## Vorliegender Text
# # #
"Unsere Herkunft gibt uns Charakter und Persönlichkeit"
28.12.2019 Bezirk Waldenburg, Wirtschaft, HölsteinRolf Studer über die «protestantische» Art und Weise, wie die Firma Oris Uhren macht
«Wir kommen von hier und wir bleiben hier», sagt der Co-CEO von Oris, Rolf Studer. Hergestellt werden in Hölstein ausschliesslich mechanische Uhren, als würde nicht die ganze Welt von der ...
Rolf Studer über die «protestantische» Art und Weise, wie die Firma Oris Uhren macht
«Wir kommen von hier und wir bleiben hier», sagt der Co-CEO von Oris, Rolf Studer. Hergestellt werden in Hölstein ausschliesslich mechanische Uhren, als würde nicht die ganze Welt von der Digitalisierung überrollt. Studer erklärt im Interview die Philosophie, die Oris wachsen lässt.
# # #
## Aufgaben
[a] Schreib aus dem Text über die Uhrenfirma Oris den Teil ab, der bei „28.12.2019 Bezirk Waldenburg, Wirtschaft, HölsteinRolf“ anfängt und bei „von der ...“ endet.
[b] Schreib den Text über Oris und Rolf Studer nach seinem letzten Satz weiter.

## Datenauszug
# # #
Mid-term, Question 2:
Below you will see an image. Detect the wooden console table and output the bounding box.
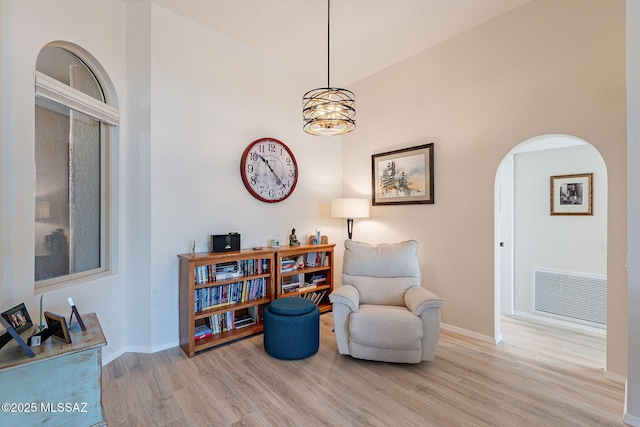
# # #
## Antworten
[a]
28.12.2019 Bezirk Waldenburg, Wirtschaft, HölsteinRolf Studer über die «protestantische» Art und Weise, wie die Firma Oris Uhren macht
«Wir kommen von hier und wir bleiben hier», sagt der Co-CEO von Oris, Rolf Studer. Hergestellt werden in Hölstein ausschliesslich mechanische Uhren, als würde nicht die ganze Welt von der ...

[b]
David Thommen
Herr Studer, die Marke Oris war im Jahr 2019 in der Region Basel kaum zu übersehen – Sie treten an vielen Veranstaltungen als Werbepartner auf. Hat Oris den Heimmarkt wiederentdeckt?
Rolf Studer: Wir verkaufen unsere Uhren weltweit. Den Heimmarkt haben wir zwar nie vergessen, aber es ist tatsächlich so, dass wir uns wieder stärker auf unsere Wurzeln besinnen. Wir führen «Hölstein 1904» seit einiger Zeit im Logo, um zu zeigen: Wir kommen aus dem Waldenburgertal! So, wie eine Person durch ihre Herkunft geprägt wird, ist das auch bei einer Marke. Wir tragen nach aussen, dass wir stolz auf unsere Herkunft sind.
Sieht man die «Herkunft Waldenburgertal» Ihren Uhren tatsächlich an?
Sehr sogar. Der Charakter unserer Uhren ist auf eine protestantische Art und Weise ausgeprägt deutschweizerisch:Alles muss Sinn ergeben, schlicht und von hoher Qualität sein. Wir reduzieren unsere Uhren aufs Wesentliche und verzichten auf jeglichen Schnickschnack.
Sie merken einer Uhr also an, ob sie aus der Deutsch- oder aus der Westschweiz kommt?
Die Westschweizer Produkte sind romantischer, lateinischer, häufig hat es mehr «Blingbling», sie sind vor allem auch Schmuck. Negativ formuliert könnte man sagen: Unsere Baselbieter Uhren sind spröder. Dafür aber sinnhafter.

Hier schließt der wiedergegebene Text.